» **Objectives**:
1) Retype the passage from the forum post on batch normalization in video training, starting with "I want to share" and going on through "examples per gpu.".
2) Write what comes next in the forum post about batch normalization with small per-GPU batches, picking up after its final sentence.

» **Selected excerpt**:
----------------------------------------
I want to share my experience with this problem. I’m doing video deep learning (gesture detection), which is particularly demanding in terms of memory, at least on my private dataset.
I first encountered this problem in July 2018 Conflict between model.eval() and .train() with multiprocess training and evaluation
I usually have a batch size below 10, and that’s using multi gpu, so rather 3-5 examples per gpu.
I enabled BN in validation to have a real view on my validation metrics with
model.train(). But of course this leads to very poor results when I actually want to use my model on real world data.
----------------------------------------
(Dataset entries)

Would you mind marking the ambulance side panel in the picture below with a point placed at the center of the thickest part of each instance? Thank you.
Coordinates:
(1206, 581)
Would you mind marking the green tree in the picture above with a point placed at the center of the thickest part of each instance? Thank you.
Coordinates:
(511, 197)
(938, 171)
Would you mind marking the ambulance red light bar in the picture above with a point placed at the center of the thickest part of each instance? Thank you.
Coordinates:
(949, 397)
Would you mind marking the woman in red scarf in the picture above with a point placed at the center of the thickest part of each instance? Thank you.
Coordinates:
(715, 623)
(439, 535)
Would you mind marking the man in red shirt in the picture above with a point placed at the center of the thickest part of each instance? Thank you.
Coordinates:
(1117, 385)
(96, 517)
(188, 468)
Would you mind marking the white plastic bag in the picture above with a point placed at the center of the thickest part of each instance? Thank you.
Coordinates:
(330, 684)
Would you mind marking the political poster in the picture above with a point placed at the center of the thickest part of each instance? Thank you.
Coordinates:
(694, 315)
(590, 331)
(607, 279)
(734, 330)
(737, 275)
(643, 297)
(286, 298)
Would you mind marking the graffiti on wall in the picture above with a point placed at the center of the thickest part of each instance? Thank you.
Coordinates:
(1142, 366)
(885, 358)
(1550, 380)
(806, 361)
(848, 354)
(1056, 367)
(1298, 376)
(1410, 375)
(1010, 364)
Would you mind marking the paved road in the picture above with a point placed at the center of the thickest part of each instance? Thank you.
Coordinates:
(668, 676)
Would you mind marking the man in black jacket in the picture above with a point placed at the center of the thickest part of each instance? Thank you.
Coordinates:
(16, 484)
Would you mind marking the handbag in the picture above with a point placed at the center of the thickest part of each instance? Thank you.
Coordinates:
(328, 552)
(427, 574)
----------------------------------------
» **Written responses**:
1)
I want to share my experience with this problem. I’m doing video deep learning (gesture detection), which is particularly demanding in terms of memory, at least on my private dataset.
I first encountered this problem in July 2018 Conflict between model.eval() and .train() with multiprocess training and evaluation
I usually have a batch size below 10, and that’s using multi gpu, so rather 3-5 examples per gpu.

2)
So what exactly is happening ? Your model has been fitted to understand small batches : it has “overfitted the batch”. This is very counter-intuitive because we’re accustomed to think that samples seen in a batch are purely independently seen, or rather that batch normalization is just some kind of help and an augmentation. But this view is erroneous, especially on small batch size. If you look at the values that a normalized sample will take inside of a small batch, you can see that they will vary highly. In other words, the standard deviation of the values that your sample takes in random batches of your dataset is high. If you had a greater batch size, say 32, the distribution of values that your normalized sample would take after a BN layer, among random batches, would be much more narrow. I think this is a good view to what exactly is happening when I say that the model overfits the batch. Your model is trained to look at a much wider distribution of values, and is not especially smart of the subset of values that it will see when
model.eval() is set.
I’ve tested a few solutions, some of them outlined in previous answers.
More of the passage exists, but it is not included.